* [To be done]
Starting at the line that contains "Target: garage door panel", copy each line through the end of the listing below. Include both ends and output nothing more.

Stored entries
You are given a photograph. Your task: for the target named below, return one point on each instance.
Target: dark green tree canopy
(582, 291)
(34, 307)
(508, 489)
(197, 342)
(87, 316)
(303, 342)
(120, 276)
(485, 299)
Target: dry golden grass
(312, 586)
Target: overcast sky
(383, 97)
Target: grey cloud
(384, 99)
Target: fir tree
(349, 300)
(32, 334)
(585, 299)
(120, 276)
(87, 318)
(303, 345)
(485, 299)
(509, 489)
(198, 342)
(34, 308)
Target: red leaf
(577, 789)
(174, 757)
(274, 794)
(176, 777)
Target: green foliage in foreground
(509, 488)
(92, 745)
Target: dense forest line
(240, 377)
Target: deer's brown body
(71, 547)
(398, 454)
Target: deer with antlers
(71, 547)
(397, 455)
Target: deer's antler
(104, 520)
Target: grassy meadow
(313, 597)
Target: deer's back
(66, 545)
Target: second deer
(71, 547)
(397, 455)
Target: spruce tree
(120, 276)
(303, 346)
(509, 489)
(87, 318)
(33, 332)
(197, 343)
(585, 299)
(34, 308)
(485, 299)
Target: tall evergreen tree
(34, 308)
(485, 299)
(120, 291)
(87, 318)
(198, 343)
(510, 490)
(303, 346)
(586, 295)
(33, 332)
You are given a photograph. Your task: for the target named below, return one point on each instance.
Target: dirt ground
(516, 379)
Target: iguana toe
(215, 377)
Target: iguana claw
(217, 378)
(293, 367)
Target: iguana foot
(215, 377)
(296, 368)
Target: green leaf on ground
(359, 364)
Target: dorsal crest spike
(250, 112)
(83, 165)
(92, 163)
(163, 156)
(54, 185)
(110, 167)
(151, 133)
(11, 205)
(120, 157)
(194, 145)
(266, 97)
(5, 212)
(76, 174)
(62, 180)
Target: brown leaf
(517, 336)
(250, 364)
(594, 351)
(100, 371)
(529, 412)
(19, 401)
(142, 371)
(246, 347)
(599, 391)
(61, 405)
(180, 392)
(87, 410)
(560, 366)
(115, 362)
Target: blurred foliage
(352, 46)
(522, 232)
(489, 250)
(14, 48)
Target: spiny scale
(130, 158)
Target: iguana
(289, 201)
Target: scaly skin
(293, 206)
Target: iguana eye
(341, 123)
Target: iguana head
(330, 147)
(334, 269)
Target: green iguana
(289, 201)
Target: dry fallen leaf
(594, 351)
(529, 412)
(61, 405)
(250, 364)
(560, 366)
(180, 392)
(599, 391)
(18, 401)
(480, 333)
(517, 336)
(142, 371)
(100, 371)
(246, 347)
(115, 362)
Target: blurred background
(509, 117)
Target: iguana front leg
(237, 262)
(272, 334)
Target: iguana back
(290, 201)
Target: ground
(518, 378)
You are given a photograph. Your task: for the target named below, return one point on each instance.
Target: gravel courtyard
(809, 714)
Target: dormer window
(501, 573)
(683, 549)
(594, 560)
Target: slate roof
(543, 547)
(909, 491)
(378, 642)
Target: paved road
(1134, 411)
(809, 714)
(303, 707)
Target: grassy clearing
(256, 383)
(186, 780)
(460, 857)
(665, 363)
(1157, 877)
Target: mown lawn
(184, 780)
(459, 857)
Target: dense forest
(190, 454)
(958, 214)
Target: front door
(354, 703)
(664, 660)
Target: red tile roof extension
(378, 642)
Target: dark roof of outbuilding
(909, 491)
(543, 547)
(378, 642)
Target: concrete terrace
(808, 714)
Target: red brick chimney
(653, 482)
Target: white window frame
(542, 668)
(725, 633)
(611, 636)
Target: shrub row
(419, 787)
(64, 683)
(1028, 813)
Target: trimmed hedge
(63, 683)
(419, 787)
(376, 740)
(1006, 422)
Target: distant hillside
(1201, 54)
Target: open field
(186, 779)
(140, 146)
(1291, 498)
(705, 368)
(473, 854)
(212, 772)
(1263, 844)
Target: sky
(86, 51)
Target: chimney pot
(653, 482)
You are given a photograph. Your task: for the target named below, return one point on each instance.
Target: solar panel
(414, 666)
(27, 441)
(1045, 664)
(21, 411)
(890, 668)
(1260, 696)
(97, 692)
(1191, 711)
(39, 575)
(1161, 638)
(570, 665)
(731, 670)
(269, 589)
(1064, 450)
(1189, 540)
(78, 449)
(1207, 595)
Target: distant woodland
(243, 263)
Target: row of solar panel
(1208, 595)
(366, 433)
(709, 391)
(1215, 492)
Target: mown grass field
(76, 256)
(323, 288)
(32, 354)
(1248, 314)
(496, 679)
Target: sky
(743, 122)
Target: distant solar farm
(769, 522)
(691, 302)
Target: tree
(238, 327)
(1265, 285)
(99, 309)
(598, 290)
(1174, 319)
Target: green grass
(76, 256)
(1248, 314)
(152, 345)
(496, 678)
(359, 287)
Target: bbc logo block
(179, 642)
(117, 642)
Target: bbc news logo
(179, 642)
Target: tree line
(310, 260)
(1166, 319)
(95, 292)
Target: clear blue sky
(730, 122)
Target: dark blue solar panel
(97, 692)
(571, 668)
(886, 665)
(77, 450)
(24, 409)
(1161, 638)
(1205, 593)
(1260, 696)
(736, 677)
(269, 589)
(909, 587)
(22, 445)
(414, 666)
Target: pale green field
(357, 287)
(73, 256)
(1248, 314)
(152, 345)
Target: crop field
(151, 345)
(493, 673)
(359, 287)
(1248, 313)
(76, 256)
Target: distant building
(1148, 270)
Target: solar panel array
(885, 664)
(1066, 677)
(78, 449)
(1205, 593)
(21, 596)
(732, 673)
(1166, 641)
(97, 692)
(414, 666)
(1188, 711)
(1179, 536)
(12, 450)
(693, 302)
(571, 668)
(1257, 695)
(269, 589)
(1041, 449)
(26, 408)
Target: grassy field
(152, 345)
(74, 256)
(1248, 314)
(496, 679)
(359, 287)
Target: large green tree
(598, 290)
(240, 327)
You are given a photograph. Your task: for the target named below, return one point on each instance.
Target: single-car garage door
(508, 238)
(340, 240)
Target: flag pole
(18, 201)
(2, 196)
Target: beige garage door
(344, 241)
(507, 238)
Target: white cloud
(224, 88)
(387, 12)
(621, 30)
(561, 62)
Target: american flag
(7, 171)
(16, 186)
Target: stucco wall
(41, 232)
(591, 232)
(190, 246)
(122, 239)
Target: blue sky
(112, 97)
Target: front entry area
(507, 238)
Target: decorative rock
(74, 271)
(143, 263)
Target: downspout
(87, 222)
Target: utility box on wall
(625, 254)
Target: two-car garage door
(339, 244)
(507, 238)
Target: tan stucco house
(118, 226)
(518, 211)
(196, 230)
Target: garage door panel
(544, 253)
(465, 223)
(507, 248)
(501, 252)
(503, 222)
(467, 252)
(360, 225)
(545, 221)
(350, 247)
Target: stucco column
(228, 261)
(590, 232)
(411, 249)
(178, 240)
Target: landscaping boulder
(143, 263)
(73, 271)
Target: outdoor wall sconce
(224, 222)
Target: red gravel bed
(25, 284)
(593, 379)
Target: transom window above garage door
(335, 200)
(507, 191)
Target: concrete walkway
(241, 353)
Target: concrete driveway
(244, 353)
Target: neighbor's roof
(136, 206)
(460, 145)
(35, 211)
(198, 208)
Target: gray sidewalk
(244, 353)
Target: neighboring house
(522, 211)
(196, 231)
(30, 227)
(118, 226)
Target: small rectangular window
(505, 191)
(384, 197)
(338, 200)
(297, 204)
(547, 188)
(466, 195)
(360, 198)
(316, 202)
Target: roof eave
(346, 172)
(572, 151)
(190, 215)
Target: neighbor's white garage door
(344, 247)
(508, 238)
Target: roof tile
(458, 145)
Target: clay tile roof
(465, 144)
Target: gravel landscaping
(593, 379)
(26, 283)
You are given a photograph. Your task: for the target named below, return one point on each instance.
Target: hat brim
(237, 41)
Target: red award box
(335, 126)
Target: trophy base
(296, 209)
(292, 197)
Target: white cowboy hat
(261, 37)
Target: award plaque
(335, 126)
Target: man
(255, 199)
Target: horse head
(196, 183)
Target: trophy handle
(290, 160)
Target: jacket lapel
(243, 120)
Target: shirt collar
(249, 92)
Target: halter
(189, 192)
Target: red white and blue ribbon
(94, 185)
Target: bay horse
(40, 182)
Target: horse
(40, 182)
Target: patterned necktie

* [Output for this task]
Target: garage door panel
(544, 253)
(465, 223)
(507, 248)
(501, 252)
(503, 222)
(467, 252)
(360, 225)
(545, 221)
(350, 247)
Target: stucco column
(228, 261)
(590, 232)
(411, 249)
(178, 240)
Target: landscaping boulder
(143, 263)
(73, 271)
Target: outdoor wall sconce
(224, 222)
Target: red gravel bed
(25, 284)
(593, 379)
Target: transom window above garage door
(335, 200)
(507, 191)
Target: concrete walkway
(241, 353)
Target: concrete driveway
(244, 353)
Target: neighbor's roof
(136, 206)
(460, 145)
(35, 211)
(198, 208)
Target: gray sidewalk
(244, 353)
Target: neighboring house
(522, 211)
(196, 231)
(30, 227)
(118, 226)
Target: small rectangular window
(505, 191)
(384, 197)
(338, 200)
(297, 204)
(547, 188)
(466, 195)
(360, 198)
(316, 202)
Target: roof eave
(346, 172)
(572, 151)
(190, 215)
Target: neighbor's white garage door
(344, 247)
(508, 238)
Target: roof tile
(458, 145)
Target: clay tile roof
(465, 144)
Target: gravel landscaping
(593, 379)
(26, 283)
You are given a photograph. Your task: for the target named below, return one point on each instance.
Target: hat brim
(237, 41)
Target: red award box
(335, 126)
Target: trophy base
(296, 209)
(292, 197)
Target: white cowboy hat
(261, 37)
Target: award plaque
(335, 126)
Target: man
(255, 199)
Target: horse head
(196, 183)
Target: trophy handle
(290, 160)
Target: jacket lapel
(243, 120)
Target: shirt collar
(249, 92)
Target: halter
(189, 192)
Target: red white and blue ribbon
(94, 185)
Target: bay horse
(40, 182)
Target: horse
(40, 182)
Target: patterned necktie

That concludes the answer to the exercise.